═════ Document extract

Sprites, Pranksters and embodiments of nature
Mischievous and prevalent, the nature sprites of Pandaria resemble the prevalent features of their surroundings, like shrubs or rocks. Their appearance allows them to easily hide and engage in their favorite pastime – playing tricks on others for inscrutable reasons. Many forest sprites’ pranks – disguising themselves as stools to trip people, or throwing fruit and nuts at wanderers – seem harmless. Mountain spirits’ means of interaction tend to have a higher incidence of violence and death, involving rockslides and falls off cliffs.
Rumor has it that more deadly, unique varieties of sprites have emerged in Sha-tainted areas. If sprites’ behavior is simply a reflection of the environments that surround them, any such creatures must be monumentally dangerous.
Mogu, Overlords of old Pandaria
The land known as Pandaria today was not always named for the Pandaren people. In ages past, the Mogu ruled. Possessed of immense size and strength, they built an empire based on might, in which the weak – other races – were subjugated, and the strong – always Mogu – ascended to power. Imposing stone monuments and titanic siege engines displayed the power of the Mogu to the rest of the land. They turned their strength on the lesser inhabitants of Pandaria, shaping flesh to their whims as they shaped rock.
The Mogu were overthrown in a desperate revolution led by the Pandaren, but their legacy persists in thousand year-old ruins too immense to fall. Indeed, some of the Mogu were too great to topple with their empire. As Pandaria emerges into a changed Azeroth, the surviving Mogu have begun to stir. They crave the domain they once held, and, to regain it, they will sweep usurpers and invaders alike into the dust.

══════════

Problems and tasks:
1. Could you reproduce the Pandaria lore passage word for word, from "Rumor has it" up to and including "be monumentally dangerous."?
2. Can you carry the Pandaria lore passage forward, writing the next part after its final sentence?

═════ Source data

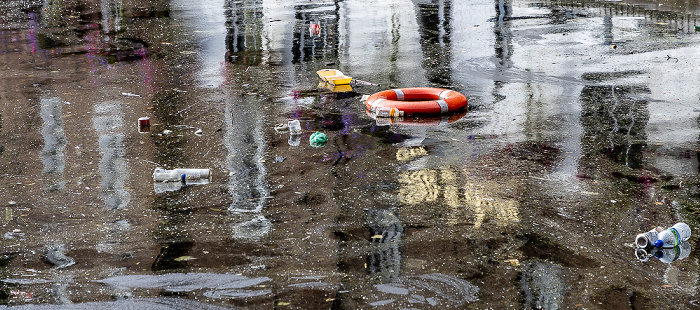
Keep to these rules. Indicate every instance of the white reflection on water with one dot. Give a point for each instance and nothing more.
(108, 122)
(53, 153)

══════════

Answers per task:
1.
Rumor has it that more deadly, unique varieties of sprites have emerged in Sha-tainted areas. If sprites’ behavior is simply a reflection of the environments that surround them, any such creatures must be monumentally dangerous.

2.
Hozen, Furious hunter-gatherers
The Hozen are uncannily dexterous foragers and hunters who dwell in clans among treetops and mountains of Pandaria. They’re extremely short-lived (their elders are often no older than twenty) and their society lacks roots (and rules) as a result. Uncouth and impulsive, Hozen nonetheless play, live and squabble together…at least until their clans grow so large that they collapse into multiple smaller groups.
The other races of Pandaria are careful to avoid Hozen hunting grounds, as their notoriously short tempers grow even shorter when their hunger pushes entire clans, including elderly and young Hozen, to ravage food sources outside of their territory, either gathering enough food or seeing enough Hozen die in the process to ensure the survivors’ continued health.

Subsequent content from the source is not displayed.